> EXCERPTED PASSAGE:
■ ■ ■ ■

St. Patrick of Spokane
The saintly obsession that has consumed my pal, Tom Keefe, all began over a beard.
Ah, but what a beard! Full. White. Wavy. Keefe sports the sort of storied whiskers that would put the average mall Santa into therapy for depression.
Keefe swears he grew the thing so he could look like an old Irish grandfather when photographed holding his first grandson, Patrick, which qualifies as a portent if you’re into that sort of thing.
Enter the O’Dohertys, Tim and wife Sam, whose surname adorns their popular Irish Pub & Grill in downtown Spokane. Taking note of Keefe’s hirsuteness, they asked if he’d be willing to help jazz up the 2013 St. Patrick’s Day rush by impersonating the blessed guy Himself.
“Never disappoint the man who mixes your drinks,” quips Keefe of his acquiescence. Not to mention that Keefe already owed the O’Dohertys—big time. Tim, in particular, has allowed his pub to become the home dugout for The Eddie Gaedel Society, the offbeat organization Keefe dreamed up to commemorate a 3-foot-7 actor who once came to bat in a major league baseball game. (Really. Look it up.)
The O’Dohertys, however, had no clue that they had unleashed a force of manic magnitude. Hah! None of us did.
Six years later, 70-year-old Keefe has honed his holy transmogrification into a hyperactive tour de farce. Garbed in authentic green-and-gold vestments (“Bought ‘em on eBay from the defrocked priest store.”), Keefe glad-hands strangers, poses for selfies and gives away custom prayer cards and fliers all bearing his inspirational visage.
“Hardest working saint in show business!” Keefe says of himself with glee. No argument here. Consider a portion of Keefe’s upcoming itinerary:
March 12, 6 p.m. St. Patrick appears at O’Doherty’s Irish Pub & Grill for the unveiling of a sizable mural depicting (who else?) Keefe as St. Paddy. “There will be music, dancing and libations,” he vows.
March 13. St. Patrick instructs Spokane youth at St. Anne’s Children’s Center and All Saints School on the proper way to sing, “Sean, Sean the Leprechaun.”
Sean, Sean the Leprechaun,
“Lives in big oak tree.
“And all the children look for him,
“Tur-a-lur-a-lee.
“When I was young,” Keefe explains, “the nuns at Christ the King school in Seattle made me stand on a stool on St. Patrick’s Day and lead the class in singing it because I was Irish.”
Guess you could call this parochial payback, huh?
March 15. On to Seattle to: help Mayor Jenny Durkan proclaim the Irish festivities in a luncheon; take a boat ride on Lake Union with Ireland’s Lord Mayor of Galway; reenact the kidnapping of St. Patrick by pirates; and help paint a green stripe along Fourth Avenue in the Emerald City’s downtown.
March 16. A “celebrity appearance” at the 35th annual St. Patrick’s Day Dash, featuring hundreds of T-shirts all emblazoned with Keefe’s saintly image. Later, Keefe plans to imbed himself at the Seattle Center, signing autographs and posing for photos as part of the Irish Week Festival.
Yikes. Just writing the above several paragraphs gave me a case of the shamrock shakes and I don’t mean McDonald’s.
See, I tagged along with Keefe for a similar assault on Seattle’s 2017 Irish shindig. The following excerpt from a column I wrote should explain things:
Snoqualmie Pass was closed when we left Spokane on Thursday. That led to a 10-plus-hour journey through Yakima and over White Pass.

■ ■ ■ ■

> RECORDS PROVIDED:
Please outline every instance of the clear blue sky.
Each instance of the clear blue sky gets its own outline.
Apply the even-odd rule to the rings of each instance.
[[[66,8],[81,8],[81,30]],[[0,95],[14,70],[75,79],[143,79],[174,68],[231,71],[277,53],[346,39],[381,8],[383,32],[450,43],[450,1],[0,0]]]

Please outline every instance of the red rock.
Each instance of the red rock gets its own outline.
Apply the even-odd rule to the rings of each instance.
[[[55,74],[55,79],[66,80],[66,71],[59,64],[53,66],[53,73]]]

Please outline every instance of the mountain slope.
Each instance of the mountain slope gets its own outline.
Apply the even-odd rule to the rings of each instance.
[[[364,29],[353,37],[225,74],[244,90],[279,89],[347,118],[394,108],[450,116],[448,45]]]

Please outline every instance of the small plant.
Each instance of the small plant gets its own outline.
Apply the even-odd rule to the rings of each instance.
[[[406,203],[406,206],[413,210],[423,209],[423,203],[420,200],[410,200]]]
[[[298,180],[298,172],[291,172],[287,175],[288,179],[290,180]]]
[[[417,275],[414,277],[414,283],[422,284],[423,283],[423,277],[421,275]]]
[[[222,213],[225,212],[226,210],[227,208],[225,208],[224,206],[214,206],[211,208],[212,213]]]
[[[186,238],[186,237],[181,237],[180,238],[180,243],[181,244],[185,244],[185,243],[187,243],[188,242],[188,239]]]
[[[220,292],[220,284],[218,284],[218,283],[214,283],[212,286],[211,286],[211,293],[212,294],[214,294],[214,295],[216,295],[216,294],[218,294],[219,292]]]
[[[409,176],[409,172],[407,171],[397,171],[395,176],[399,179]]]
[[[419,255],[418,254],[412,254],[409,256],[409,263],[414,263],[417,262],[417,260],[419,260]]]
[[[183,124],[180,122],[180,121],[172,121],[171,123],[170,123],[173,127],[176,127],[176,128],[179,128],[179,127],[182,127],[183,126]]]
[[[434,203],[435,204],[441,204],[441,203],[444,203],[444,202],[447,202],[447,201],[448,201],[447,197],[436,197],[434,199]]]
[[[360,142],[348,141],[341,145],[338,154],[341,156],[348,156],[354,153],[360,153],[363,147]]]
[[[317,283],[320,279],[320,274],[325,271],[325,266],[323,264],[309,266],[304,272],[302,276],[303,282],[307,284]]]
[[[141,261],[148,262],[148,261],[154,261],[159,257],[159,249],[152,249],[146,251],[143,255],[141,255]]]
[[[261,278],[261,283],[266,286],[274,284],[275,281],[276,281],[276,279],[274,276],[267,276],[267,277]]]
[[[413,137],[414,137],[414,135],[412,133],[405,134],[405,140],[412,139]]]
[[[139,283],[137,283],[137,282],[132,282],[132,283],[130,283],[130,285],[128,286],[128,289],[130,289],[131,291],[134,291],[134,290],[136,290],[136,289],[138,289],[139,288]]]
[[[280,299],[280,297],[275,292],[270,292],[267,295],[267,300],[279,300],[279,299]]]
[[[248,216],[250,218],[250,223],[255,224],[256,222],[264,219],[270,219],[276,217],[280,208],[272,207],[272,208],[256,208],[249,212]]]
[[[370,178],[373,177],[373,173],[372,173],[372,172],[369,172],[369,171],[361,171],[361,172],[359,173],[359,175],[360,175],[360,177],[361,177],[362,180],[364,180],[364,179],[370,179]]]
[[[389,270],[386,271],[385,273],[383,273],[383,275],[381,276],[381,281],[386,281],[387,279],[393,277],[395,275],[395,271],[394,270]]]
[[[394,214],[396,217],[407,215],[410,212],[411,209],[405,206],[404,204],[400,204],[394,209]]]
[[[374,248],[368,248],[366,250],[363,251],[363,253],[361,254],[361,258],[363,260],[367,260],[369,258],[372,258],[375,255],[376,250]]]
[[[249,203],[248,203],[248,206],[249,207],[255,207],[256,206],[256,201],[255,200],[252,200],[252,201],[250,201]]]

■ ■ ■ ■

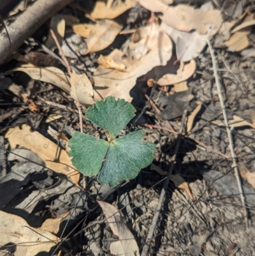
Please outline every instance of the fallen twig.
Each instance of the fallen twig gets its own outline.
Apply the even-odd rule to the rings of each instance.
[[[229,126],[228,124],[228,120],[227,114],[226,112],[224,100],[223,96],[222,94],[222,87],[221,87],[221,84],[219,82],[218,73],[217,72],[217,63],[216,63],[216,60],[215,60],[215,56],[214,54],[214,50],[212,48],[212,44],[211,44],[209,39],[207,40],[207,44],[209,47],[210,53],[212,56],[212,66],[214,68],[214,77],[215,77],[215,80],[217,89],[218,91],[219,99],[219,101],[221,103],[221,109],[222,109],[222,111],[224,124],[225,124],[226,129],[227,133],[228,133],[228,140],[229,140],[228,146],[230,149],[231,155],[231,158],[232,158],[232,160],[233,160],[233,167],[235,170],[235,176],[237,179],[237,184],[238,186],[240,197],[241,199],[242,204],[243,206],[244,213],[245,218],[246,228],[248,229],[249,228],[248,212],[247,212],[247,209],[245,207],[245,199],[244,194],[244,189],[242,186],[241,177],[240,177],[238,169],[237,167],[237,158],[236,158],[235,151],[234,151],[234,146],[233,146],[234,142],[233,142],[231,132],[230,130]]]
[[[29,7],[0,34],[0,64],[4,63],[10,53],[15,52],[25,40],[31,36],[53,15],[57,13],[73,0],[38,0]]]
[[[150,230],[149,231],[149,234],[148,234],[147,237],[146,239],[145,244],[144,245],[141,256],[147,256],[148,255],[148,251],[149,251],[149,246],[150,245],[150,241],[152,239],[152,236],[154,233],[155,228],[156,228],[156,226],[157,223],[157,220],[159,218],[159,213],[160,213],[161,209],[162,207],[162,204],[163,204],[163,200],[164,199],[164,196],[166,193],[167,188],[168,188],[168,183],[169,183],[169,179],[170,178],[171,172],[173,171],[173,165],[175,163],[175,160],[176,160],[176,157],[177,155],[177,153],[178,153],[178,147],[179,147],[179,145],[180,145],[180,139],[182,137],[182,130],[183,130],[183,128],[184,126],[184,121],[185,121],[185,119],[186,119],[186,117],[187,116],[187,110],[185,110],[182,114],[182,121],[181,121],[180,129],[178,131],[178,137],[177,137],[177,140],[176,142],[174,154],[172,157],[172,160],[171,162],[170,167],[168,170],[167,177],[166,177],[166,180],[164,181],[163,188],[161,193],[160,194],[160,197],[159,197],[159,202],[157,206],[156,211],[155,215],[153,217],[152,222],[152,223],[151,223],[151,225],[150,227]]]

■ ■ ■ ■

> TASKS TO CARRY OUT:
#1 Write out the St. Patrick of Spokane column word for word, from "St. Patrick of" to "therapy for depression.".
#2 Pick up the St. Patrick of Spokane column after its final sentence and keep writing it.
The material has no connection to the St. Patrick of Spokane column.

> EXERCISE RESULTS:
#1
St. Patrick of Spokane
The saintly obsession that has consumed my pal, Tom Keefe, all began over a beard.
Ah, but what a beard! Full. White. Wavy. Keefe sports the sort of storied whiskers that would put the average mall Santa into therapy for depression.

#2
If that sounds like a hellish long time to be cooped up in a rental SUV, you really have no idea.
Saying he wanted to get me in the proper mood, Keefe filled the vehicle’s airspace with a nonstop barrage of Irish music.
The worst part was that every other song in this marathon concert seemed to deal with some aspect of human misery, like hanging, alcoholism, lost love, famine or 800 years of being crushed under the cruel boot heel of England.
One bouncy “nursery rhyme” sung by The Dubliners told the story of a woman who stabbed her infant child in the heart.
Keefe was right. This did get me in the mood – the mood for opening the car door and hurling myself in front of oncoming traffic.
Here’s my takeaway from what I’ve witnessed: Once Keefe dons the garb and enters the Patrick Zone, THERE’S NO BLOODY OFF SWITCH!! Showtime lasts as long as Keefe’s in costume and there is someone to regale.
While still in Seattle, I wrote my final column on our journey in a Mexican eatery just to get a cultural breather from Irish overload. Then I waited inside Nordstrom, praying for Keefe to please end this thing so we could go home.
And I waited. And I waited….
Yet every time I called Keefe on my cell he would tell me not to worry, he’d be there in 15 minutes. Then another hour would crawl by and I’d punch the numbers and he’d tell me to hold tight, he’d be there in 15 minutes.
And so I sat, my mind spinning dark fantasies about committing St. Patricide. Finally, Keefe arrived. He told me he hadn’t been able to get away. He’d just kept encountering more souls in need of uplifting.
Look, Keefe means well. I know that. He’s a standup guy. Witty. Wicked smart. He’s on a mission to spread happiness. And kiss babies. And shake hands. And tell the world about who the real St. Patrick was.
“He was truly a human rights crusader,” says Keefe. “I read about him as kid. My grandmother, Elizabeth Murphy, hated the way St. Patrick’s Day had deteriorated into an excuse to get drunk on green beer and vomit on your shoes.”
Last year, Keefe carted his duds to Ireland where he spent four months gallivanting as St. Patrick through places like Dublin and Clondalkin and Skibbereen and Ballydehob. The madding masses, he says, couldn’t get enough of him.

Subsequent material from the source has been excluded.